____ Data excerpts
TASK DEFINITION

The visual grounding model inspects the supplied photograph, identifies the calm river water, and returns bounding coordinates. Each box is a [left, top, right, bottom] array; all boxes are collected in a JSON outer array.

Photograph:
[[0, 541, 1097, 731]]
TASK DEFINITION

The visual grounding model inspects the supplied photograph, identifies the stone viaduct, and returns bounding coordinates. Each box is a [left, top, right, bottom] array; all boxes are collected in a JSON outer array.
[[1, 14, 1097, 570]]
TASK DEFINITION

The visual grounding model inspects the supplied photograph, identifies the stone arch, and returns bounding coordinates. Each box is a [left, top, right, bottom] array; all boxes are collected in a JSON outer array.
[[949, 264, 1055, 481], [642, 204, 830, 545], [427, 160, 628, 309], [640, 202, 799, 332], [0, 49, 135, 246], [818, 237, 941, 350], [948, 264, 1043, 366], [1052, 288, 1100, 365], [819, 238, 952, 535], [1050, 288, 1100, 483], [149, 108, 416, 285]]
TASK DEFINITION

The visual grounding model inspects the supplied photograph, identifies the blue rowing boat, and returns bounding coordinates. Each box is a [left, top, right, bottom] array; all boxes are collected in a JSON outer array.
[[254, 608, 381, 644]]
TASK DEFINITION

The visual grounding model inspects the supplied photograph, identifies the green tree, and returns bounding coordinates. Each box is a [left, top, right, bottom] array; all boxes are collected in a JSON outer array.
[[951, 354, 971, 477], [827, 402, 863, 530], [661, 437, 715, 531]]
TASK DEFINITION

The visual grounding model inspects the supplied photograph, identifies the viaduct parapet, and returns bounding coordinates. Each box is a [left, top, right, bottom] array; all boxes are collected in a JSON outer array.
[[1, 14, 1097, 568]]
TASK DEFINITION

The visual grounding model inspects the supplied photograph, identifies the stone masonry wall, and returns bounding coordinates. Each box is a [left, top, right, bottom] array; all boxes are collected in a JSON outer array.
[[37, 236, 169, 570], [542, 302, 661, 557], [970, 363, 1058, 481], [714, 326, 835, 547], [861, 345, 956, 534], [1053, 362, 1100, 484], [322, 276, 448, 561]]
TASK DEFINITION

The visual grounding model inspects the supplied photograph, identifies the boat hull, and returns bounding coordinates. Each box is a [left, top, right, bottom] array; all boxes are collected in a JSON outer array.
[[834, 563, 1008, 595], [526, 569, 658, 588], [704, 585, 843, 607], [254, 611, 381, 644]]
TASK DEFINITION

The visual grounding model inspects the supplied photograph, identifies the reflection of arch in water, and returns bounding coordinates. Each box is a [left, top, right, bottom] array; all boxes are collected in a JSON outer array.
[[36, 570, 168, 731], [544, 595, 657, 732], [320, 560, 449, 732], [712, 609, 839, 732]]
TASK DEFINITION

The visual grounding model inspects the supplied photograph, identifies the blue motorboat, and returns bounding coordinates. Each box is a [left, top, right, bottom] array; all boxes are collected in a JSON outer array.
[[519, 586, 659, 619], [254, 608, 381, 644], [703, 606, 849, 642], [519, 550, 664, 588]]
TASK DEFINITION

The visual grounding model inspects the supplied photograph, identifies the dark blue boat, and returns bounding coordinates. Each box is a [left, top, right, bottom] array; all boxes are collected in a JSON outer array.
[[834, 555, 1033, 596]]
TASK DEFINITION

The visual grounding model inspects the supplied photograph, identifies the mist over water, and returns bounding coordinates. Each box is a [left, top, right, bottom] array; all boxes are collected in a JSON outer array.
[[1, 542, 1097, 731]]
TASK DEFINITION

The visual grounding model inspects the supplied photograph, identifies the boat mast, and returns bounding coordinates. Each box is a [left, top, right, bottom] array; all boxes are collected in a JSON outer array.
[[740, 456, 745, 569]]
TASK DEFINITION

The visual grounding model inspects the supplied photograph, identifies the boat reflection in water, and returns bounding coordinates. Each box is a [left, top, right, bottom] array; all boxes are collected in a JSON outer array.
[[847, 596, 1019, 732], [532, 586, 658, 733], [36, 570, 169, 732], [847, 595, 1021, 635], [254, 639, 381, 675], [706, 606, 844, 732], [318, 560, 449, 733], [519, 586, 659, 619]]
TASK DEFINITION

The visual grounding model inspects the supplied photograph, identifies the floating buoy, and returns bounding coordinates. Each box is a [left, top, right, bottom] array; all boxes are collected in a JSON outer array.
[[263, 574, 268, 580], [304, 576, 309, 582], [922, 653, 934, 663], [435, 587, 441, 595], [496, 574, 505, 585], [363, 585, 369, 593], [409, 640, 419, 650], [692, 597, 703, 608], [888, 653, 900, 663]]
________
### Your goal
Each record above should be repeated exactly.

### Exercise response
TASK DEFINITION

The visual grounding model inspects the supplied photograph, identifies the calm river water, and returns bounding coordinates. Each box is a [left, top, right, bottom] array; all boxes are collected in a JSON outer array.

Photograph:
[[0, 541, 1097, 731]]
TASK DEFINITION

The visual grounding model inspects the supplied photograph, identifies the stone viaduct, and returns bounding coordinates. Each box is a [left, top, right, bottom] array; all boxes are collected in a JSON outer array.
[[1, 14, 1097, 570]]
TASK DEFINITION

The visual grounding model inspects the supplied photograph, identifies the stone arch, and returns bounding coordinates. Each box is a [left, top, right, bottom] array; all boxes are collected in a JSON outer array.
[[949, 264, 1055, 481], [642, 204, 830, 545], [427, 160, 628, 309], [640, 202, 799, 332], [0, 49, 135, 246], [818, 237, 941, 350], [948, 264, 1043, 366], [1052, 288, 1100, 365], [819, 238, 952, 535], [1050, 288, 1100, 483], [149, 108, 416, 285]]
TASK DEFINITION

The visual grounding model inspects the supplied photograph, identifies the blue rowing boat, and returns bounding coordinates. Each box is a [left, top, right, bottom] array; all boxes are collected in a JSON outer array.
[[254, 608, 381, 644]]
TASK DEFINITION

The visual grounding model inspects the supplied photograph, identifies the green tree, and returns bounding coordinates. Each box is a [left, top, right, bottom] array; all boxes are collected in a JSON outer array.
[[951, 354, 971, 477], [827, 402, 863, 530], [661, 437, 715, 531]]
TASK DEFINITION

The visual grounding model inspects the supplied photograph, identifies the viaduct parapet, and returns bounding coordinates. Each box is a [left, top, right, bottom] array; all boxes are collected in a JSON outer array.
[[1, 14, 1097, 568]]
TASK DEFINITION

The visual grounding model inspects the supplied photograph, identifies the stone masonry wall, and returns bounding coordinates. Each box is a [left, top, right, bottom] array; all boxes are collected in a JSON outer array.
[[37, 236, 169, 570], [542, 302, 661, 557], [970, 363, 1058, 481], [714, 326, 835, 547], [861, 345, 956, 534], [1053, 362, 1100, 484], [322, 276, 448, 561]]
TASK DEFINITION

The visual grounding model inspects the supplied photograph, identifies the boat hull, and returns bounding coordinates. Each box is a [left, top, right, bottom] array; all boxes are collected in a JSON outer array.
[[834, 563, 1008, 595], [526, 569, 658, 588], [704, 585, 843, 607], [254, 611, 381, 644]]
TASK DEFINITION

The visual grounding model inspects the supplied photograph, identifies the reflection of arch in water, and returns bounding coordinates. Each box is a [left, top, right, bottom] array; all boxes are collected in a JSON outer array.
[[36, 570, 168, 731], [544, 595, 657, 732], [320, 560, 449, 732], [712, 609, 839, 732]]
TASK DEFINITION

The visual grounding model inspects the supplied photograph, identifies the blue motorboat, and returns bounding coordinates. Each box is a [left, top, right, bottom] array; all boxes are collected in a JSON outer array.
[[519, 586, 659, 619], [254, 608, 381, 644], [703, 606, 849, 642], [519, 550, 664, 588]]
TASK DEFINITION

The visual grounding model inspects the supplied photograph, identifies the dark blue boat, and returns bounding coordinates. Each box is a [left, top, right, bottom] array; all boxes are collected in a JSON outer array.
[[834, 555, 1033, 596]]
TASK DEFINITION

The visual grounding model inspects the supplied photograph, identifies the mist over water, and returns bounding coordinates. Each box is a [left, top, right, bottom] array; all boxes are collected in a JSON outer array.
[[1, 542, 1097, 731]]
TASK DEFINITION

The visual grounding model inspects the supplied photograph, identifies the boat mast, and returns bounding coordinates. Each box is a [left, top, right, bottom] array; all boxes are collected in a JSON outer array.
[[740, 456, 745, 569]]
TASK DEFINITION

The visual grounding model inspects the supplied photograph, identifies the boat reflection in water, and returns bounding coordinates. Each box is a [left, top, right, bottom] array; all boxes are collected in a JSON outer array.
[[847, 596, 1019, 732], [532, 586, 658, 733], [36, 570, 169, 732], [847, 595, 1021, 635], [254, 639, 381, 675], [706, 606, 844, 732], [318, 560, 449, 733], [519, 586, 659, 619]]
TASK DEFINITION

The visual grounding model inspects the supplied photograph, identifies the floating buoy, and returns bounding coordinates. Each box is a [left, top, right, bottom] array; all boxes are collected in a JSON outer array.
[[263, 574, 268, 580], [304, 576, 309, 582], [922, 653, 934, 663], [435, 587, 441, 595], [496, 574, 505, 585], [363, 585, 369, 593], [409, 640, 419, 650], [692, 597, 703, 608], [888, 653, 900, 663]]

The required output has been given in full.